## Job 1
Give the segmentation mask listing as a Markdown table with the columns Row and Line, leaving out blank lines. Begin at the first line of the listing and stop after the line that has "positive clicks: (809, 451)".

## Text segment
╭──

Go XML Improvements
Having used the encoding/xml package quite a bit now, there are a number of improvements I'd like to see.
- Speed. Unmarshaling can achieve ~10-60 MB/s throughput on a 2018 Desktop CPU. By comparison, high performance C++ xml libraries such as pugixml can achieve ~1-2 GB/s parsing throughput.
- An easier way to map struct fields back to input bytes. When using xml as a file format, a common use case is unmarshaling followed by validation. When validation errors occur, it's useful to output where in the file they occur (line and column). This can sort of be achieved for elements but not attributes using the InputOffset method. It's not easy.
- Treat unknown elements/attributes as errors. The json package has DisallowUnknownFields which does this but it only returns the first unknown. For file format validation, the user might want all unknown elements/attributes.
- Treat duplicate elements as errors. When there is a single receiver (not a slice) and duplicate elements in the input, the final value will overwrite all previous values. There are cases where we want to catch this and treat it as an error without having to use slice receivers everywhere.
- Remove the nested element xml tag. This one I don't feel as strongly about but it can produce inconsistent behavior between marshaling and unmarshaling (example). The inconsistency is clearly documented.
I think most of these changes belong outside of the standard library. The standard library is striking a difficult balance of supporting many different use cases while maintaining a simple API, safety, adhering to the xml spec, and mapping xml to go. rsc's BUG comment notes the challenge.
Mapping between XML elements and data structures is inherently flawed: an XML element is an order-dependent collection of anonymous values, while a data structure is an order-independent collection of named values. See package json for a textual representation more suitable to data structures.
Finally, one of the neat tricks you can use for unmarshaling arbitrary xml trees is a recursive definition.
type Element struct { XMLName xml.Name CharData string `xml:",chardata"` Attrs []xml.Attr `xml:",any,attr"` Elems []Element `xml:",any"` }

╰──

## Job 2
Quote the Go XML improvements thread word for word, beginning at the words "Mapping between XML" and stopping after "to data structures.".

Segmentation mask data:
╭──

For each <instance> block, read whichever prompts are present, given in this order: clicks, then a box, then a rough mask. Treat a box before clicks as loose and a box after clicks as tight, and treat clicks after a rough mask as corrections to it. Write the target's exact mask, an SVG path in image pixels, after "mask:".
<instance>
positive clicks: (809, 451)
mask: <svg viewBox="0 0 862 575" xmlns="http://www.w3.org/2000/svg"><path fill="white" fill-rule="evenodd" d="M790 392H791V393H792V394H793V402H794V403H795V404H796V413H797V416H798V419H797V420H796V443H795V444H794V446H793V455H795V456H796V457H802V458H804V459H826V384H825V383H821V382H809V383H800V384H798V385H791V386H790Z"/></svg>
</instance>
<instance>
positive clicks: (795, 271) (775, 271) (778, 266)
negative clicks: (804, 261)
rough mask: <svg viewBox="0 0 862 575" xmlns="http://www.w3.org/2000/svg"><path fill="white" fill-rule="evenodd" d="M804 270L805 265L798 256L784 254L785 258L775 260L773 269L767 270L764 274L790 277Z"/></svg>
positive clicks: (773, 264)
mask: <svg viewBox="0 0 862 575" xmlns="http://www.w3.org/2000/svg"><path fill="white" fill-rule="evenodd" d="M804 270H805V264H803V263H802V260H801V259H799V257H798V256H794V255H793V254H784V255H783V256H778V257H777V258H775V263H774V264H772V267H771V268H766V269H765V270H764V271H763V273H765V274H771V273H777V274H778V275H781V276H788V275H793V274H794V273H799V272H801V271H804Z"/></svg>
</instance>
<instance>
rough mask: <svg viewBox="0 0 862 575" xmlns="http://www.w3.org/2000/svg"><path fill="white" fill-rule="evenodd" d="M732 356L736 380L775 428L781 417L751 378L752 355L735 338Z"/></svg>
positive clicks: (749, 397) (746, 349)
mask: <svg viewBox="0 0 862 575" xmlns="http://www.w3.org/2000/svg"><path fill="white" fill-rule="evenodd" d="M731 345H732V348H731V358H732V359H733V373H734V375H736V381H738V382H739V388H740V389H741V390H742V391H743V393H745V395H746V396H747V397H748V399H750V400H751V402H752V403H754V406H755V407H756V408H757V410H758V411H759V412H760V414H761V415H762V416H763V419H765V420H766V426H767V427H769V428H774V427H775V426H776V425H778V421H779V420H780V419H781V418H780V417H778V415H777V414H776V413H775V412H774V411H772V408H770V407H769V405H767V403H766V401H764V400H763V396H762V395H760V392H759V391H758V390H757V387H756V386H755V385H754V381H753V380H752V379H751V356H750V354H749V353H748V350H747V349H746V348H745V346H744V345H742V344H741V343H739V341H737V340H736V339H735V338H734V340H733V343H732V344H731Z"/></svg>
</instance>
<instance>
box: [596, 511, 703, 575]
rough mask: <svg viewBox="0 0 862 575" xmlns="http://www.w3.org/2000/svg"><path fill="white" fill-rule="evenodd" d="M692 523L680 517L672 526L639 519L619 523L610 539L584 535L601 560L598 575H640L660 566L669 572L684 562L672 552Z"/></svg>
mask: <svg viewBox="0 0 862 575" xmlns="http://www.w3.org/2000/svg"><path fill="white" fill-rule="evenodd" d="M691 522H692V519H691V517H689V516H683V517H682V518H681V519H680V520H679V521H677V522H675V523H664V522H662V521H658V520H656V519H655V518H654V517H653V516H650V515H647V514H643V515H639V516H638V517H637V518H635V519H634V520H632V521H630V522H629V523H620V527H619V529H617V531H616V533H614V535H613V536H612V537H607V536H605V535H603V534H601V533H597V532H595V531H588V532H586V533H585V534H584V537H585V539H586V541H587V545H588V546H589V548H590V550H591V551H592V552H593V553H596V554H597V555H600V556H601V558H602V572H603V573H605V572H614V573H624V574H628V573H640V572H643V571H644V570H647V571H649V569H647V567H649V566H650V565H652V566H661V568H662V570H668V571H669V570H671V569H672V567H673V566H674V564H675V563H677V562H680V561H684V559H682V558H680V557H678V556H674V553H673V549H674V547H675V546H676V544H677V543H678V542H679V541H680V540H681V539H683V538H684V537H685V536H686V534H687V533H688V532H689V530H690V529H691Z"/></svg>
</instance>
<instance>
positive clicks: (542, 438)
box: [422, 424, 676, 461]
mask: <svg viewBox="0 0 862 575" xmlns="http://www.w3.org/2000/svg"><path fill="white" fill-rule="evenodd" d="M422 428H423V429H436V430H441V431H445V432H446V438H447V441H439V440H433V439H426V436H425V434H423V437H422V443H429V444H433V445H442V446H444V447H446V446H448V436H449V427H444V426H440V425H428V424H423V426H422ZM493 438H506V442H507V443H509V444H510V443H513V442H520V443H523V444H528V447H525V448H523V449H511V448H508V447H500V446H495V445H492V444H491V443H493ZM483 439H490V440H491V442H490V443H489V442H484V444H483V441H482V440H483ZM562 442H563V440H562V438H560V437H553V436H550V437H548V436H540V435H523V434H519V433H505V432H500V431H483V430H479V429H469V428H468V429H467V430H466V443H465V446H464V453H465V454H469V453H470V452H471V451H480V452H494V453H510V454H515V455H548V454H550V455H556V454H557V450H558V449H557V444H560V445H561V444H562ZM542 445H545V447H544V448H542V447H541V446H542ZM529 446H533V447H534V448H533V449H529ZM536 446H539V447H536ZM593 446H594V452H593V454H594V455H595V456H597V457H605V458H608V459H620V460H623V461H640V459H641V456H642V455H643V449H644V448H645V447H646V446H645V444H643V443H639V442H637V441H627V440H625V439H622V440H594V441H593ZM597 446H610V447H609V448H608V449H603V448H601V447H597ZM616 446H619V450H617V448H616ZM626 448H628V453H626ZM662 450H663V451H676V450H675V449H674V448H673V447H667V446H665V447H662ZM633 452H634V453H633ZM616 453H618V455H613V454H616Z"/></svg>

╰──

## Expected output 1
| Row | Line |
|---|---|
| 1 | For each <instance> block, read whichever prompts are present, given in this order: clicks, then a box, then a rough mask. Treat a box before clicks as loose and a box after clicks as tight, and treat clicks after a rough mask as corrections to it. Write the target's exact mask, an SVG path in image pixels, after "mask:". |
| 2 | <instance> |
| 3 | positive clicks: (809, 451) |

## Expected output 2
Mapping between XML elements and data structures is inherently flawed: an XML element is an order-dependent collection of anonymous values, while a data structure is an order-independent collection of named values. See package json for a textual representation more suitable to data structures.